**SELECTED PASSAGE:**
──────────────────────────────

Full marks to Jay Bilas.

The Duke-educated former hoopster who now earns a paycheck from ESPN just showed how hypocritical it is for the NCAA to dig into the financial doings of players like Johnny Manziel.

Here's what NCAA by-law 12.5.2.1 says about student jocks and ancillary income as a fruit of their athletic endeavors:

After becoming a student-athlete, an individual shall not be eligible for participation in intercollegiate athletics if the individual:

(a) Accepts any remuneration for or permits the use of his or her name or picture to advertise, recommend or promote directly the sale or use of a commercial product or service of any kind; or

(b) Receives remuneration for endorsing a commercial product or service through the individual's use of such product or service.

Here's what Bilas found when he went to the NCAA online store and punched in names like Manziel's:

Bilas Twitter

Bilas did searches at the store with the names of other student-athletes who are currently prominent in football and basketball. As he found in the Manziel search, the only difference between an authentic jersey and those the NCAA store sold was that the player's name was missing. However, that detail doesn't seem to impact sales.

No wonder the NCAA is sweating the Ed O'Bannon lawsuit. And they should be.

And how did that bastion of amateurism react to the Bilas searches?

They removed the search function.

──────────────────────────────

**ENTRIES PROVIDED:**

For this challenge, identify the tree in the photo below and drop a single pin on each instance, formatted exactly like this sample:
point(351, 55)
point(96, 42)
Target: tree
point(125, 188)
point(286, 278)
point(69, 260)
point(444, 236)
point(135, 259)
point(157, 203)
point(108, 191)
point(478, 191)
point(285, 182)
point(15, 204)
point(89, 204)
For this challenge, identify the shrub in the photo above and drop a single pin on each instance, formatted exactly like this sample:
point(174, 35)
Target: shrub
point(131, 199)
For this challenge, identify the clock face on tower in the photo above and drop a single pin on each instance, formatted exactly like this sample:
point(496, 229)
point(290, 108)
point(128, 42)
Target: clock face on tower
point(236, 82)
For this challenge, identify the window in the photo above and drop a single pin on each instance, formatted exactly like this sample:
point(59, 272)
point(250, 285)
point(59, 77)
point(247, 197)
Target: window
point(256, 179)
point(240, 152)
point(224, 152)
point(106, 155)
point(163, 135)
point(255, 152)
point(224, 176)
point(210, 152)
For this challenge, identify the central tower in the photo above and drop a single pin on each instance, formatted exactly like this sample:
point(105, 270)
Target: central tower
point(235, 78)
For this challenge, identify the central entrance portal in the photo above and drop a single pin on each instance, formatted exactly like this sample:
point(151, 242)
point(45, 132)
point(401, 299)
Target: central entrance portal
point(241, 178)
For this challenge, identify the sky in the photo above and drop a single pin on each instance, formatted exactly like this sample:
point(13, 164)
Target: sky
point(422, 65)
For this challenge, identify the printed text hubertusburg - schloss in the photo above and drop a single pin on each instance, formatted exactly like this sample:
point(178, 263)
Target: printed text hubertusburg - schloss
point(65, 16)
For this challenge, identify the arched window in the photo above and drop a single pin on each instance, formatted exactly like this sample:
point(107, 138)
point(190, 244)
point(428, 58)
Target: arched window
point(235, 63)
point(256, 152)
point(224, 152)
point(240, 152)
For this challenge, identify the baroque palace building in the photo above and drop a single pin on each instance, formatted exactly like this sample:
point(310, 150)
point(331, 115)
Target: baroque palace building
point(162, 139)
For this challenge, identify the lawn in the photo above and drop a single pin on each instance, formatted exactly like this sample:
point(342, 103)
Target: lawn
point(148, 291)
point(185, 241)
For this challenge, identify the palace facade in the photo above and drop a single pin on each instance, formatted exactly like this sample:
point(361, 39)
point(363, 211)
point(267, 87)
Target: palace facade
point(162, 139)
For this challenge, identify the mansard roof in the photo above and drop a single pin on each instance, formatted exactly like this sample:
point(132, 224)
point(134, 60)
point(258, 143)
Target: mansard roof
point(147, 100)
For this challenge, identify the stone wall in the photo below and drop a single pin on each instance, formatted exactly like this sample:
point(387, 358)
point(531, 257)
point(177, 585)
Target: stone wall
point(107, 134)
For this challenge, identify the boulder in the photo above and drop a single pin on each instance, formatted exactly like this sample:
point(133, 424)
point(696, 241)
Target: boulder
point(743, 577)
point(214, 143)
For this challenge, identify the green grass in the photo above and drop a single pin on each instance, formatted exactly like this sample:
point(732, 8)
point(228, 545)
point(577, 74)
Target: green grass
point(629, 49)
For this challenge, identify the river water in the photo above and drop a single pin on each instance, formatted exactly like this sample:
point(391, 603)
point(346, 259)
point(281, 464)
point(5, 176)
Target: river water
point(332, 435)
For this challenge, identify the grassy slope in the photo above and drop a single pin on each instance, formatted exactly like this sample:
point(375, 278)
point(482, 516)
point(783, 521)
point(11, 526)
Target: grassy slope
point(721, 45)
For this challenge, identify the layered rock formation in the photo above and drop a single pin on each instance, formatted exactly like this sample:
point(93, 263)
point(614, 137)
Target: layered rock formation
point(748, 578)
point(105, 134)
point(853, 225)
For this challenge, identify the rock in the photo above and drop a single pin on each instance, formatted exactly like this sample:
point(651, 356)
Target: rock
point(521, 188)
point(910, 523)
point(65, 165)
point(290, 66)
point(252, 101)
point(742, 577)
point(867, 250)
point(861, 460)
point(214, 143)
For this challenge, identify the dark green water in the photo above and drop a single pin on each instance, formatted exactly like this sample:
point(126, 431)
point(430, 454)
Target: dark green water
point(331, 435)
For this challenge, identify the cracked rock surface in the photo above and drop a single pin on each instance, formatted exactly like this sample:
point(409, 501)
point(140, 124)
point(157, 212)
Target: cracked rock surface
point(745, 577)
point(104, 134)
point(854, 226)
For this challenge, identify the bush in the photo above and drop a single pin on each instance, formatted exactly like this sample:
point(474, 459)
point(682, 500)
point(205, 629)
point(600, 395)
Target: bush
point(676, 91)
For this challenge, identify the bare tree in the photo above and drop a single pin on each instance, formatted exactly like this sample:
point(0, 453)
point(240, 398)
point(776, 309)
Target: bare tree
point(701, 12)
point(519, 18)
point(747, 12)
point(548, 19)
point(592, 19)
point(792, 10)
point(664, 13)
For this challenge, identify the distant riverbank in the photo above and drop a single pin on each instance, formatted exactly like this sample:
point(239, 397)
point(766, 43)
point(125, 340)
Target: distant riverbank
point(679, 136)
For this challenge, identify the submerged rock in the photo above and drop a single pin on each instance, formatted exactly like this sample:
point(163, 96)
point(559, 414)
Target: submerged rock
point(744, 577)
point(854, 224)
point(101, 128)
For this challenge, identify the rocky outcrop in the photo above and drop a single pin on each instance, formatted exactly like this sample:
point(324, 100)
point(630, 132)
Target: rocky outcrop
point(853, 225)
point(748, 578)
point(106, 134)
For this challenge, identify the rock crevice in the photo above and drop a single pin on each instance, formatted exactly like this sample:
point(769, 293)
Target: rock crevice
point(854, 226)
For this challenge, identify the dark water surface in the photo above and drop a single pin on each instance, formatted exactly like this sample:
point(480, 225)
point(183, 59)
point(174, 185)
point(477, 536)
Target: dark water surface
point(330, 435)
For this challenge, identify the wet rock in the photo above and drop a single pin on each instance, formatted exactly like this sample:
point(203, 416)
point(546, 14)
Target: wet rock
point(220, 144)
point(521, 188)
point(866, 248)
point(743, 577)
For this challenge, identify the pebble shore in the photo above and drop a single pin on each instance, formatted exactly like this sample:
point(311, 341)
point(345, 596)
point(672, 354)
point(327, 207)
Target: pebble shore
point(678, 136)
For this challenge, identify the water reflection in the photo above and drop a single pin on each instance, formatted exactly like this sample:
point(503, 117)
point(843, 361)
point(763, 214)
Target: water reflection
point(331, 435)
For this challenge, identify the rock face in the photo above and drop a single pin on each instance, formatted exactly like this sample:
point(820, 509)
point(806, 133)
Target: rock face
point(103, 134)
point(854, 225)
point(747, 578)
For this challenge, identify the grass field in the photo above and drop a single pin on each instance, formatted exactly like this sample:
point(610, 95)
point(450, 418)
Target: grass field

──────────────────────────────

**WORK TO COMPLETE:**
**1.** In the Jay Bilas passage, what was the only difference between an authentic jersey and the ones the NCAA store sold?
**2.** From the Jay Bilas passage, reproduce verbatim the part that opens with the words containing "Bilas did searches" and closes with "the search function.".
**3.** Pick up the Jay Bilas passage after its final sentence and keep writing.

**RESULTS BY TASK:**
**1.** The player's name was missing.

**2.**
Bilas did searches at the store with the names of other student-athletes who are currently prominent in football and basketball. As he found in the Manziel search, the only difference between an authentic jersey and those the NCAA store sold was that the player's name was missing. However, that detail doesn't seem to impact sales.

No wonder the NCAA is sweating the Ed O'Bannon lawsuit. And they should be.

And how did that bastion of amateurism react to the Bilas searches?

They removed the search function.

**3.**
Isn't that an institutional version of someone like Manziel signing autographs in a hotel room, taking a wad of dosh from a broker, and then saying, "This didn't happen"?

Look, we get it. The NCAA is responsible for doling out proceeds to Ohio University as well as The Ohio State University and to Texas A&M-Corpus Christi as well as Texas A&M. Most collegiate athletic budgets aren't stockpiling cash like the big boys. For every Manziel, there are hundreds of scholarship athletes from Southwest Nowhere State who are racking up expenses for their schools.

But shouldn't some sort of allowance be made for the elite athletes whose very presence adds to those coffers?

And shouldn't the NCAA at least acknowledge that this discrepancy exists instead of deleting a search function and looking like a cockroach scurrying for another patch of darkness?

Until they do, investigations like the one they're about to deploy against Manziel will appear to be more like a shakedown.